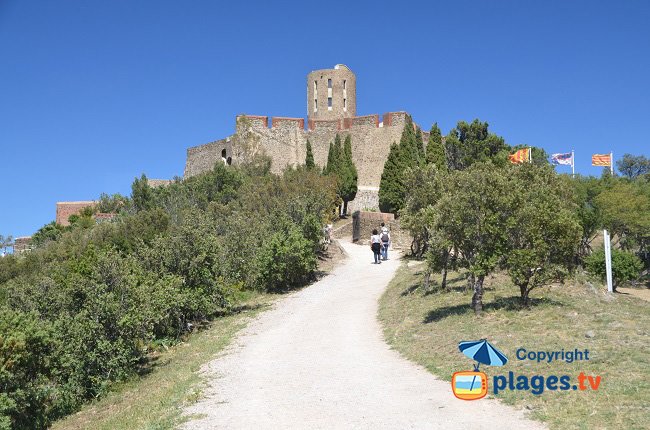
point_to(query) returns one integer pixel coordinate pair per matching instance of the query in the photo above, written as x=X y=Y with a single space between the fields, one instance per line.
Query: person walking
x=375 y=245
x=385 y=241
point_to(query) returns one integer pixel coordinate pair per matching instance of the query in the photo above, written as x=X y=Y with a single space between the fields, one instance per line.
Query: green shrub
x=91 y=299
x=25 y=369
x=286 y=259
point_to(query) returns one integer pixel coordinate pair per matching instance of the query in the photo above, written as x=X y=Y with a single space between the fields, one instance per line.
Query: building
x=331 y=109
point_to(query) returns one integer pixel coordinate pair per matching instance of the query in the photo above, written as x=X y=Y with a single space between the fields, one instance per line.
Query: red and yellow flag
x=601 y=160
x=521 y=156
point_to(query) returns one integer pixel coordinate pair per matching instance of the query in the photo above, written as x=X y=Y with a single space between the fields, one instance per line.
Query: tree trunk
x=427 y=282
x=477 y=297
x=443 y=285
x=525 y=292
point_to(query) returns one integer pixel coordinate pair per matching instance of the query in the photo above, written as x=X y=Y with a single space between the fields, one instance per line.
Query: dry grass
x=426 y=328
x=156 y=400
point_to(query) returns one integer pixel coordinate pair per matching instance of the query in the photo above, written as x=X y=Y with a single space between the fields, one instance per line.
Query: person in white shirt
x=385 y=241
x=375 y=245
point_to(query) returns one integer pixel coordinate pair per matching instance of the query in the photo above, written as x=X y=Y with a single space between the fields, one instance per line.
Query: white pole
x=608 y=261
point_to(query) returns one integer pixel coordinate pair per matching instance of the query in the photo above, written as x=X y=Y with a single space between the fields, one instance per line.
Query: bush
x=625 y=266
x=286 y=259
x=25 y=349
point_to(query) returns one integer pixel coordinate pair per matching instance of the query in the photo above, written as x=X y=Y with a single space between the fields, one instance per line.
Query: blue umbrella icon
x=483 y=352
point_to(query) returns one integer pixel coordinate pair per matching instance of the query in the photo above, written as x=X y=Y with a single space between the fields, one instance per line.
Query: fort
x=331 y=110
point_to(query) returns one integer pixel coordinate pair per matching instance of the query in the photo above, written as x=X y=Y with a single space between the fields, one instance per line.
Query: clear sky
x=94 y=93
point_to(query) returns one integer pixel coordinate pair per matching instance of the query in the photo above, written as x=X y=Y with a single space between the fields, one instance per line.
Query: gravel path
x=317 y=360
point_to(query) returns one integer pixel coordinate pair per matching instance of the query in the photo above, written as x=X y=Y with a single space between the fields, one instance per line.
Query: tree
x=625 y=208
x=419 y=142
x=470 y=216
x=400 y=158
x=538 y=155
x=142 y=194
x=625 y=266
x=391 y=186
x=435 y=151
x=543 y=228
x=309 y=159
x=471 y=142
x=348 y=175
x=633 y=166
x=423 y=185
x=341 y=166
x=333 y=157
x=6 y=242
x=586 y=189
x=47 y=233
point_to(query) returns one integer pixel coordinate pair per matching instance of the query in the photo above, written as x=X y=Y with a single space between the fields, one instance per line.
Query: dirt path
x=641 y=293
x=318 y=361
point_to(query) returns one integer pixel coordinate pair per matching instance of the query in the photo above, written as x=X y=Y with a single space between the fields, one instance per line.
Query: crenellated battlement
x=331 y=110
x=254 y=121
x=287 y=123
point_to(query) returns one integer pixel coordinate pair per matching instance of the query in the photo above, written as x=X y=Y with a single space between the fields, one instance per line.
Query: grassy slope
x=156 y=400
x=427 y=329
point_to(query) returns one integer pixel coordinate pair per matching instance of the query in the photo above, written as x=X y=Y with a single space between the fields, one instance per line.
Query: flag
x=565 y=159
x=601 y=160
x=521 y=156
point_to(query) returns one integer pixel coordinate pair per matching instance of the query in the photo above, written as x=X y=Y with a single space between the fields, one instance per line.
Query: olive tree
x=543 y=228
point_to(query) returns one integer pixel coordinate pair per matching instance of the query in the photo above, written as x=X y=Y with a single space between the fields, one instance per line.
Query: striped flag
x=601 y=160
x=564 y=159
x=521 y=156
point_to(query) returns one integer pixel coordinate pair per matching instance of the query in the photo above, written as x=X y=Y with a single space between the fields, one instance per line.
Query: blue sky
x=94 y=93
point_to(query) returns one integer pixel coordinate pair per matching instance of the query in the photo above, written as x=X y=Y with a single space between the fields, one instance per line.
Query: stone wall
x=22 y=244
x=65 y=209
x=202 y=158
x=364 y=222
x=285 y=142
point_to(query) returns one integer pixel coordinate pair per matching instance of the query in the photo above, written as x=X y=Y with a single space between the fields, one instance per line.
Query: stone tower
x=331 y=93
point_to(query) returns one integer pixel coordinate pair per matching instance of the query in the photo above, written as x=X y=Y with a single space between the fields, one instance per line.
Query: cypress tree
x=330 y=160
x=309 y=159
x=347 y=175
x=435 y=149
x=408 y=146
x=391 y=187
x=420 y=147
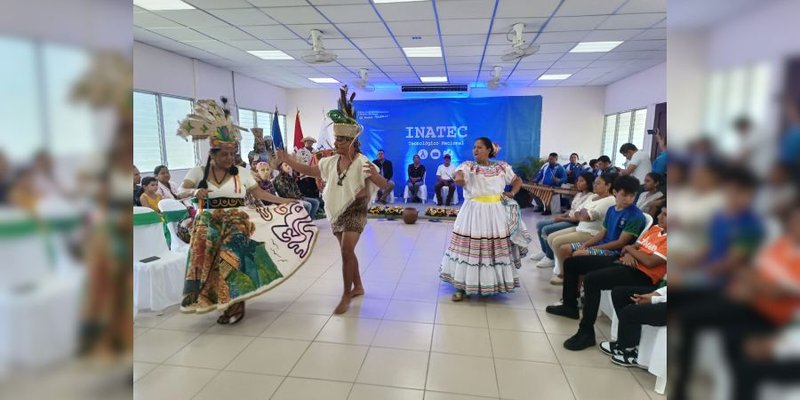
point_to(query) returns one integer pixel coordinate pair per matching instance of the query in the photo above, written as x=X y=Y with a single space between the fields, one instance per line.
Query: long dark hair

· · · · · · ·

**SET TASK**
Rescale everything from the start of the items down to the line that contains "x=331 y=109", both ends included, and give those lines again with the requests. Multiply every coordinate in the answers by 2.1 and round to whole numbers, halves up, and leave the pictures out.

**RESULT**
point_to(query) returns one integer pixel coordinate pair per matching instance of the query in the photo above, written as x=X y=Y with a single space between the fields, one instance per line.
Query: person walking
x=788 y=515
x=809 y=506
point_to(query) returns one integer pixel coordinate pair per matching instance of the query in the photo above, written as x=X y=Y with a single space between the fields, one instance per line.
Query: green shrub
x=191 y=628
x=53 y=775
x=601 y=544
point_to(query) returns one integer pixel coordinate pair per matching instance of the query in the photo above, written as x=X y=Y with a single space between the fields, one instance per line.
Query: building
x=695 y=229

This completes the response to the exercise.